** Compito **
Indica quante righe dei record contengono la parola "target", tenendo conto di maiuscole e minuscole. Rispondi soltanto con il numero.

Record di etichettatura dei contorni
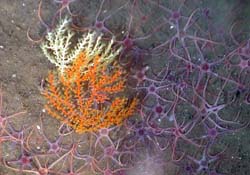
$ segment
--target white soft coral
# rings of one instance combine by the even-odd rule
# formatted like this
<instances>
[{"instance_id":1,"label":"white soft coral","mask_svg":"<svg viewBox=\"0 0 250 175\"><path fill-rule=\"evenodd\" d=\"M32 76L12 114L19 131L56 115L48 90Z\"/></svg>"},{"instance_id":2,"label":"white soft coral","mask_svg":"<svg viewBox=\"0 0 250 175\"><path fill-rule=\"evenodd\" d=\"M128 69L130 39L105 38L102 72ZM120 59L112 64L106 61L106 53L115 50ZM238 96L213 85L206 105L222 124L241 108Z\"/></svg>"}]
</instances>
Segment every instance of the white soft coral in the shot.
<instances>
[{"instance_id":1,"label":"white soft coral","mask_svg":"<svg viewBox=\"0 0 250 175\"><path fill-rule=\"evenodd\" d=\"M47 34L41 44L44 55L58 67L60 73L63 74L64 70L83 51L89 61L91 61L92 56L100 54L102 56L101 61L107 63L120 53L121 48L115 52L112 51L113 39L106 46L101 42L102 35L98 36L95 31L87 32L77 41L77 44L72 44L71 41L75 33L69 28L69 24L68 18L62 19L59 25Z\"/></svg>"}]
</instances>

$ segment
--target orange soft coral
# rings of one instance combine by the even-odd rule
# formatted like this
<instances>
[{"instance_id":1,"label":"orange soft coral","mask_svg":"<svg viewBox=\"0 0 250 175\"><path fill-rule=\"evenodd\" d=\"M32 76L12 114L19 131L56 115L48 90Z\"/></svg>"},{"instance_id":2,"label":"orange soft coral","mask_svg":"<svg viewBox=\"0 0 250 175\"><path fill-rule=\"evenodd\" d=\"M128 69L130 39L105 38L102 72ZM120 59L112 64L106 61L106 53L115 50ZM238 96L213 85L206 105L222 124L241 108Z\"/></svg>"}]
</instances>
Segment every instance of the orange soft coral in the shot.
<instances>
[{"instance_id":1,"label":"orange soft coral","mask_svg":"<svg viewBox=\"0 0 250 175\"><path fill-rule=\"evenodd\" d=\"M81 52L64 74L50 73L43 93L48 113L78 133L119 125L137 105L124 96L124 70L101 54L88 56Z\"/></svg>"}]
</instances>

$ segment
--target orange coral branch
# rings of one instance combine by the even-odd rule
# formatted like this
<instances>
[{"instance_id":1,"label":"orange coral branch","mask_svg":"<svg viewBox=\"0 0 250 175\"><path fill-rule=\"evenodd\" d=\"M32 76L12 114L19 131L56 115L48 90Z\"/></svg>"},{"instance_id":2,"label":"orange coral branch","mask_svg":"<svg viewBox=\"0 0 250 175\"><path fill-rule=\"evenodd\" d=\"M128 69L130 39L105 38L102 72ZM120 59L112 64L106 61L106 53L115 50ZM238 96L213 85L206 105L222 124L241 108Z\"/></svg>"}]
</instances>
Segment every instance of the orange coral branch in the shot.
<instances>
[{"instance_id":1,"label":"orange coral branch","mask_svg":"<svg viewBox=\"0 0 250 175\"><path fill-rule=\"evenodd\" d=\"M80 53L64 74L50 73L43 93L47 112L78 133L119 125L137 105L136 98L129 102L122 96L125 72L119 65L105 64L100 55L87 56Z\"/></svg>"}]
</instances>

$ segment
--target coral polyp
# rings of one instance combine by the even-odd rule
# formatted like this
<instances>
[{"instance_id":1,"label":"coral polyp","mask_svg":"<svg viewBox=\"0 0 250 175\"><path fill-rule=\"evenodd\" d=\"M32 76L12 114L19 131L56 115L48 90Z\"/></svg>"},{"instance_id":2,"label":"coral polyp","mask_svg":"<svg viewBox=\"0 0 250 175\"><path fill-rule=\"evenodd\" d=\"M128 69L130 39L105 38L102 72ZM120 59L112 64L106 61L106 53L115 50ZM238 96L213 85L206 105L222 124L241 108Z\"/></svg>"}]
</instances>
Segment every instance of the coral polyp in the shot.
<instances>
[{"instance_id":1,"label":"coral polyp","mask_svg":"<svg viewBox=\"0 0 250 175\"><path fill-rule=\"evenodd\" d=\"M48 33L42 45L48 59L58 66L58 72L49 74L43 93L48 113L80 133L120 125L137 104L135 98L122 95L126 72L114 60L120 48L113 51L113 40L106 45L101 35L90 31L71 49L73 34L66 24L64 20L54 33Z\"/></svg>"}]
</instances>

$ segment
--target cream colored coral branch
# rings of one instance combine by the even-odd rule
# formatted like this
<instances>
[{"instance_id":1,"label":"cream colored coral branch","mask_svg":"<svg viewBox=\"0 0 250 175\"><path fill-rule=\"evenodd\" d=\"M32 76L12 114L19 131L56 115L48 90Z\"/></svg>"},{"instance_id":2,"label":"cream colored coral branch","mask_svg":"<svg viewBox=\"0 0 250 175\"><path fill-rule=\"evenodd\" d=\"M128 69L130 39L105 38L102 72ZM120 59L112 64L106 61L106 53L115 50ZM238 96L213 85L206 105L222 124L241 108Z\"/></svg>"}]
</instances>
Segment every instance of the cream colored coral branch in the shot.
<instances>
[{"instance_id":1,"label":"cream colored coral branch","mask_svg":"<svg viewBox=\"0 0 250 175\"><path fill-rule=\"evenodd\" d=\"M121 48L112 51L114 39L106 46L102 40L102 34L95 31L88 31L76 44L73 44L75 33L69 27L70 20L64 18L59 25L47 34L41 44L42 51L48 60L58 67L61 74L73 62L81 52L87 54L89 63L95 55L100 55L100 61L109 64L120 53ZM86 65L88 66L88 65Z\"/></svg>"}]
</instances>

** Soluzione **
5